### JOB
Repeat the lines of the listing below exactly, starting at the line that contains "Kindly provide the mask of every instance of the ceiling" and running through the last line, both included, and only those.
_ _ _
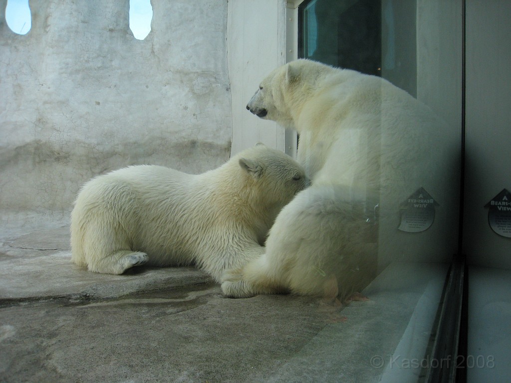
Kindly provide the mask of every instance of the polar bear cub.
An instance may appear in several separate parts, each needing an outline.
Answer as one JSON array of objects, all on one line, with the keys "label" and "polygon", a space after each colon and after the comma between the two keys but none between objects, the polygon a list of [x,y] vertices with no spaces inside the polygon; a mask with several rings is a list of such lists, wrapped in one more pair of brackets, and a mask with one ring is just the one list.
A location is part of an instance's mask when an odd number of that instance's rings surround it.
[{"label": "polar bear cub", "polygon": [[455,223],[445,209],[427,231],[398,230],[401,205],[419,187],[440,207],[456,203],[456,143],[446,145],[446,124],[427,106],[381,78],[299,60],[264,79],[247,109],[296,130],[312,184],[278,215],[265,253],[226,272],[226,295],[342,299],[377,262],[450,256]]},{"label": "polar bear cub", "polygon": [[141,165],[99,176],[71,214],[72,259],[114,274],[195,264],[220,281],[264,253],[275,218],[308,182],[290,157],[262,144],[198,175]]}]

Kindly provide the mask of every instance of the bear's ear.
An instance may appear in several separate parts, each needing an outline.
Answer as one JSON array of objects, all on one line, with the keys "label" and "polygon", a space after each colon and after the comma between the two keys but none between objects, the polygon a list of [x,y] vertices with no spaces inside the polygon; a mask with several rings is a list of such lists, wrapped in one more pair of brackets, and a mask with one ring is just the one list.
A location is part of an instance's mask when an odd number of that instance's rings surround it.
[{"label": "bear's ear", "polygon": [[263,168],[261,165],[252,160],[240,158],[240,166],[255,179],[260,178],[263,174]]},{"label": "bear's ear", "polygon": [[300,71],[291,64],[286,69],[286,84],[291,85],[296,82],[300,78]]}]

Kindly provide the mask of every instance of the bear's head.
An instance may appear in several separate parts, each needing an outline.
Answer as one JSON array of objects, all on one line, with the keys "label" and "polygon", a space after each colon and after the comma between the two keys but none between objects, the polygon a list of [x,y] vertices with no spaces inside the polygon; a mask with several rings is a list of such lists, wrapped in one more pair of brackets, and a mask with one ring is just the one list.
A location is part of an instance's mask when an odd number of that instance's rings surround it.
[{"label": "bear's head", "polygon": [[327,65],[310,60],[297,60],[274,69],[261,82],[247,109],[258,117],[293,128],[299,112],[314,86],[314,81]]},{"label": "bear's head", "polygon": [[310,184],[298,162],[262,143],[243,151],[235,160],[244,174],[245,198],[249,203],[280,210]]}]

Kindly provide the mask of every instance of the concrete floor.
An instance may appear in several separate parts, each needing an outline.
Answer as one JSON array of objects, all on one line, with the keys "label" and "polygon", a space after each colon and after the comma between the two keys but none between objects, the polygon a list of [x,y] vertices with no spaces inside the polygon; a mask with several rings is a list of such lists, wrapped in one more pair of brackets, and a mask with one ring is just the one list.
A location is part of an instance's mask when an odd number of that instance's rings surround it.
[{"label": "concrete floor", "polygon": [[397,264],[342,308],[224,298],[193,268],[120,276],[71,263],[64,220],[4,225],[1,382],[414,381],[447,266]]}]

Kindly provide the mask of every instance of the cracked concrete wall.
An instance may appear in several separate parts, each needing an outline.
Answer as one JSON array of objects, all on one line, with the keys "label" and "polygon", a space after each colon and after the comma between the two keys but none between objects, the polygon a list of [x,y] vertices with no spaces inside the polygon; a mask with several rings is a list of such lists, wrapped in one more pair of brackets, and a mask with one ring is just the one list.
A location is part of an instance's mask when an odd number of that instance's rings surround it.
[{"label": "cracked concrete wall", "polygon": [[0,0],[0,208],[67,214],[92,176],[151,163],[199,173],[229,158],[227,0],[30,1],[25,35]]}]

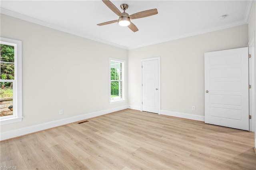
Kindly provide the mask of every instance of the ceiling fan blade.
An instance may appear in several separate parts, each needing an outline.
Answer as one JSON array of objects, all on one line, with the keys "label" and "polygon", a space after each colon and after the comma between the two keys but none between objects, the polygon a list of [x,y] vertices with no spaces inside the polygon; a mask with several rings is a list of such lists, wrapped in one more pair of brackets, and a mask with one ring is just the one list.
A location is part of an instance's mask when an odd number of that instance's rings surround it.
_ _ _
### CORRECT OUTPUT
Kindly provide the mask of every instance of the ceiling fan blade.
An instance may appear in several separate parts, each needing an outline.
Answer as one JSON array of objects, all on one line, with the keys "label" and "polygon", a space after each colon and after the comma between the two keys but none between objects, the polygon a list of [x,y] vertices with no spaces inside the polygon; a mask with several rings is a list of such lists, wrapped in one more pair of brackets, and a mask with one ring is just the one list.
A location is part of an instance's mask when an odd number of that instance's rings surround it.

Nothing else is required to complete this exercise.